◆ **DOCUMENT EXTRACT**:
□ □ □ □ □
I would suggest to the Senator—and I think he knows that I have a great deal of sympathy with him because I am not completely convinced that the provisions in the present Constitution if carried out would not have been satisfactory—that there is no particular gain in making the Executive consist of nine. It is far better to leave it optional, to leave it to the President to carry out one or the other. I think that the amendment would not be a gain from any point of view.

I would like to give the reasons I feel that I am unable to support this Bill. I hope in giving these reasons I may be able to convince some other Senators to agree with me. We are all aware that when the Constitution, to which we all gave assent, was prepared, a provision was introduced into it to enable a certain number of Ministers to form what is generally known as a Cabinet, and I believe the idea of the extern Ministers was introduced with a view to economy. At all events it gave an opportunity for economy to be exercised. These Ministers might be people who had special capacity or special knowledge of doing certain work. They should not necessarily be members of either House of the Oireachtas and they could be employed in a temporary manner. It seems to me that to take power now, after this Constitution has only been in force for a few years, to wipe out this provision altogether is quite unnecessary and most undesirable. I have not heard any valid reason given for the change—nothing to convince anybody that there is any necessity for it. It has not been long enough in operation for a proper test to be made, but we may be quite sure of one thing and that is, that if this Bill is passed in its present form full advantage will be taken of it and that in this poor, miserable little country which is not Ireland but only twenty-six counties of Ireland, we will be saddled in future with twelve Ministers and twelve Ministries. That works out on an average at a Cabinet Minister for nearly every two counties. I would like to know if there is another country in the world which is provided with such an excessive amount of Ministers for the amount of work to be done.
□ □ □ □ □
◆ **RECORD SET**:
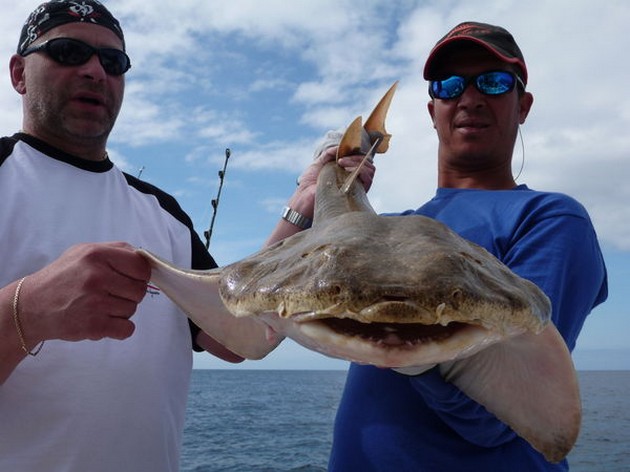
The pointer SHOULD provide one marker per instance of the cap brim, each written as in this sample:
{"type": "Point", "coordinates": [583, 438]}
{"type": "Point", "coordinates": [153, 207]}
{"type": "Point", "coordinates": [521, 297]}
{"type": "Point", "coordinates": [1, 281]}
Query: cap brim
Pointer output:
{"type": "Point", "coordinates": [428, 72]}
□ □ □ □ □
◆ **WHAT YOU WILL DO**:
• a. Answer these questions from the debate excerpt:
(i) What number does the speaker say there is no particular gain in making the Executive consist of?
(ii) With a view to what does the speaker believe the idea of the extern Ministers was introduced?
(iii) How many Ministers and Ministries does the speaker expect the country to be saddled with if the Bill passes in its present form?
• b. Translate this sentence from the debate excerpt into French: "These Ministers might be people who had special capacity or special knowledge of doing certain work."
• c. Output word for word everything in the debate excerpt from "I would suggest" down to "point of view.".

◆ **THE REPLIES**:
• a.
(i) Nine.
(ii) Economy.
(iii) Twelve Ministers and twelve Ministries.

• b. Ces ministres pourraient être des personnes ayant une capacité particulière ou une connaissance particulière pour accomplir certains travaux.

• c.
I would suggest to the Senator—and I think he knows that I have a great deal of sympathy with him because I am not completely convinced that the provisions in the present Constitution if carried out would not have been satisfactory—that there is no particular gain in making the Executive consist of nine. It is far better to leave it optional, to leave it to the President to carry out one or the other. I think that the amendment would not be a gain from any point of view.